**What you are asked to do**: Report every line of the records that contains the string "fishing", matching case exactly.

**Image location labeling entries**:
_ _ _ _ _ _ _

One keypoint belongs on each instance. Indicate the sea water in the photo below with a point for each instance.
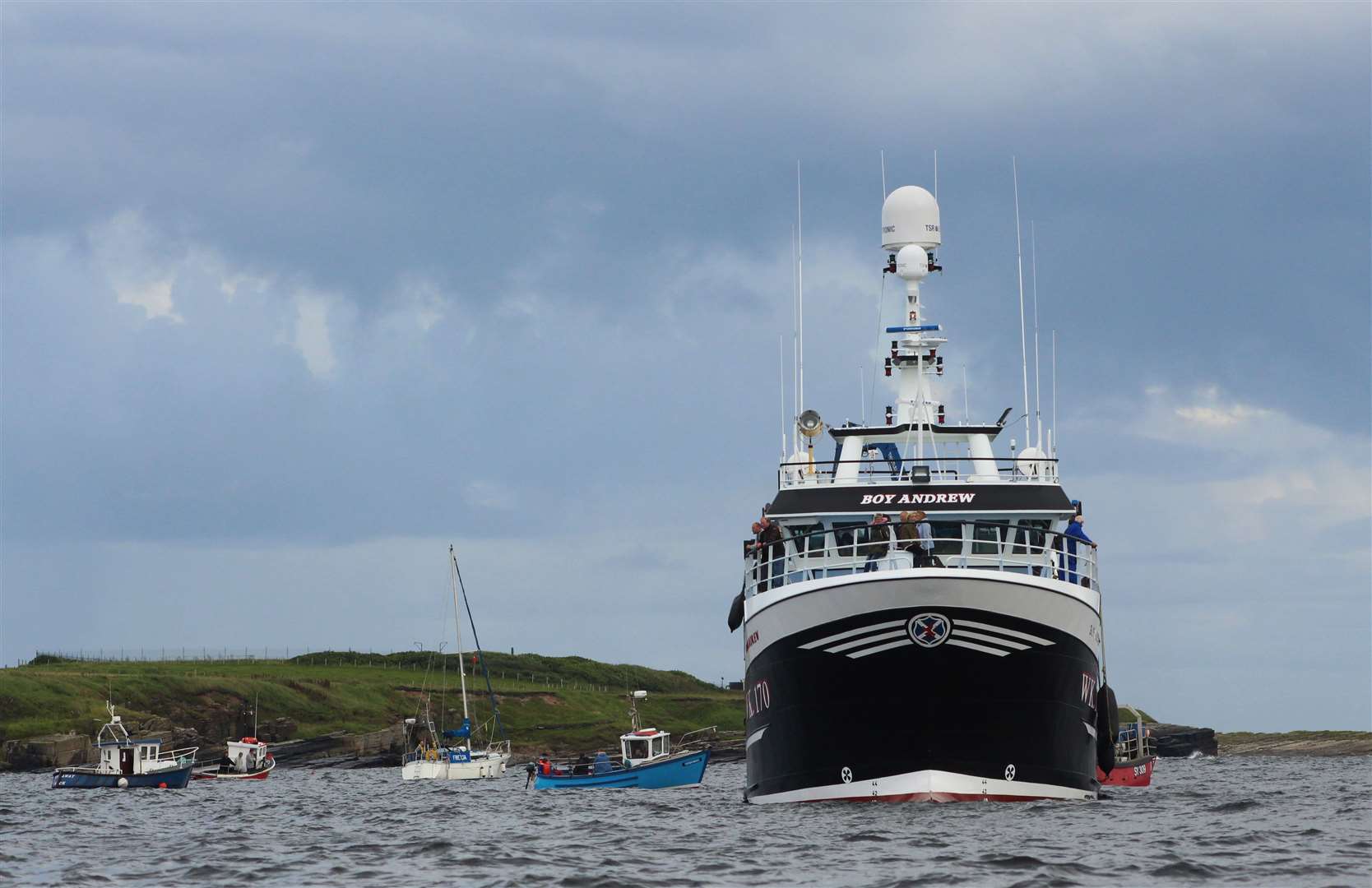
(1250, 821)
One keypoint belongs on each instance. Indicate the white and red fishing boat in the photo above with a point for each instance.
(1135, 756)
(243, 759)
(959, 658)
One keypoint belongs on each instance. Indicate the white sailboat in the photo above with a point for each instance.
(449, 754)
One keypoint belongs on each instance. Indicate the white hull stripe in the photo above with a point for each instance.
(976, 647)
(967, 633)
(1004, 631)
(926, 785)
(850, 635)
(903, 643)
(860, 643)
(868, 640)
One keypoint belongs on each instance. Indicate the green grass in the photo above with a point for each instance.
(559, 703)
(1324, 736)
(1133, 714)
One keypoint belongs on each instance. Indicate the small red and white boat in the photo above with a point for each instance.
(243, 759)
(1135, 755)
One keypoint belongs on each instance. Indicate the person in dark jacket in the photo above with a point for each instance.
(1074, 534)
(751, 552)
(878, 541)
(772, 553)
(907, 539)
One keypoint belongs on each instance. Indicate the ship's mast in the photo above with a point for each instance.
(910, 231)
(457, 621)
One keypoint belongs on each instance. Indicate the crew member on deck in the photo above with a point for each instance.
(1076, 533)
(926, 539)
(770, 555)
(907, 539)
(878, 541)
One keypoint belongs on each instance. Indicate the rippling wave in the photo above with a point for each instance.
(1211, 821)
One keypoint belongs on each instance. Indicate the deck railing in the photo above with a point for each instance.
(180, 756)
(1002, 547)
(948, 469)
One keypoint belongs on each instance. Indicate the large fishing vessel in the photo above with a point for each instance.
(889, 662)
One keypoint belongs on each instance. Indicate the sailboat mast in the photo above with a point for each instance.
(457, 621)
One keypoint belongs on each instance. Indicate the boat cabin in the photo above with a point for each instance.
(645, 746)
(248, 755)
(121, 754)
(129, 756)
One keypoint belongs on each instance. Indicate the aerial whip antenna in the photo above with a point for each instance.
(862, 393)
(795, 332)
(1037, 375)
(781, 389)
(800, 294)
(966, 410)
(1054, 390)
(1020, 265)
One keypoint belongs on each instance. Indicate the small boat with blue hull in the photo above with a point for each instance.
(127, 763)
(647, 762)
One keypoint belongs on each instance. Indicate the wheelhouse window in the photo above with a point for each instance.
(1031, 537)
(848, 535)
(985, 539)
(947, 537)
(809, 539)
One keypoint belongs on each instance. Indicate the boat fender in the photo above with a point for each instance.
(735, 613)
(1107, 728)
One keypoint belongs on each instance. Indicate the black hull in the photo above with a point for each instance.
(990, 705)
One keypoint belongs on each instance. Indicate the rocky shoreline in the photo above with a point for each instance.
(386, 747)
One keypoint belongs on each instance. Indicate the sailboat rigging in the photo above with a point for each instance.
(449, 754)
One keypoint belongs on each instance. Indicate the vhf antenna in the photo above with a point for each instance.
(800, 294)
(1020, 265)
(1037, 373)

_ _ _ _ _ _ _

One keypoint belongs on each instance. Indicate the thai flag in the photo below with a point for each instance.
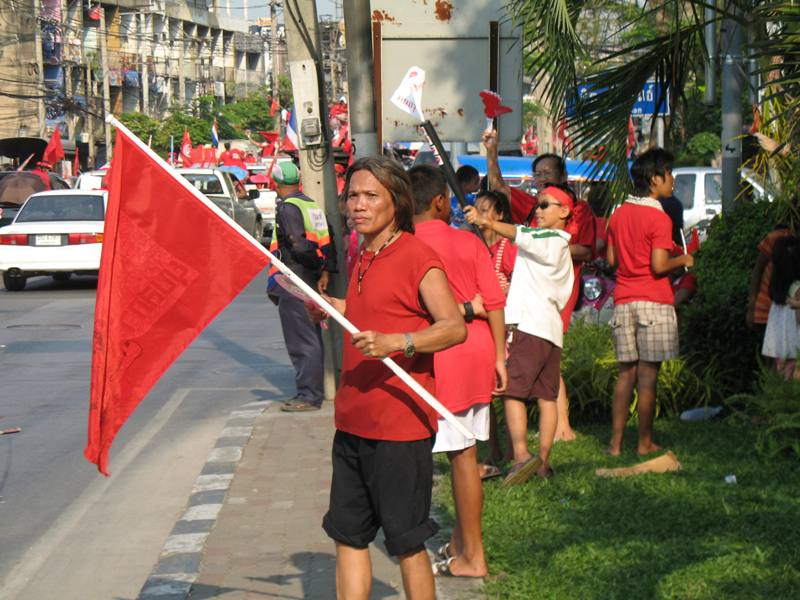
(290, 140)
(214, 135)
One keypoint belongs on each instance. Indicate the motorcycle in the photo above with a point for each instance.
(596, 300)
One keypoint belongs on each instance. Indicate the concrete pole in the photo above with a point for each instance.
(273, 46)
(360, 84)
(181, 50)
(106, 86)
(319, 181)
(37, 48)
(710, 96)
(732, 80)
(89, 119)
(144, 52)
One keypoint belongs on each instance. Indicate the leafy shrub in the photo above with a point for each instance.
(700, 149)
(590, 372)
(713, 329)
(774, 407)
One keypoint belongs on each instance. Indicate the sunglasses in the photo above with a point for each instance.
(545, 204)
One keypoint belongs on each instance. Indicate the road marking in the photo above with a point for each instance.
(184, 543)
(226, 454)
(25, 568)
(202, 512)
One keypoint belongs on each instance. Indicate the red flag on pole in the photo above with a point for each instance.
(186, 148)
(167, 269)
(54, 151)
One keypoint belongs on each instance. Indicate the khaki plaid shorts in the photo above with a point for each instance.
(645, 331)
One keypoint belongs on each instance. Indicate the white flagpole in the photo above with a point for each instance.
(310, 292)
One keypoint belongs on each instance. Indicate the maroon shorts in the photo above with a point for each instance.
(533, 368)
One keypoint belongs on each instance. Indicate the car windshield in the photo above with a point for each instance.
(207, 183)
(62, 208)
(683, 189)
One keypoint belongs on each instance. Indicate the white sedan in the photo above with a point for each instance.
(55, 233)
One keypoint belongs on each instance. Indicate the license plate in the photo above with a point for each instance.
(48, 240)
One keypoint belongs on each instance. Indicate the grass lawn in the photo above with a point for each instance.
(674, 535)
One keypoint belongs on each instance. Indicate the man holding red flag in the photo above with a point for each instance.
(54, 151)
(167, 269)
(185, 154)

_ _ _ _ _ _ _

**Full output**:
One keypoint belongs on each instance. Indicate the white and red fishing boat in the photo above with a point for each instance.
One keypoint belongs on each instance. Indicate the large fishing vessel in the photo above with a point for each instance.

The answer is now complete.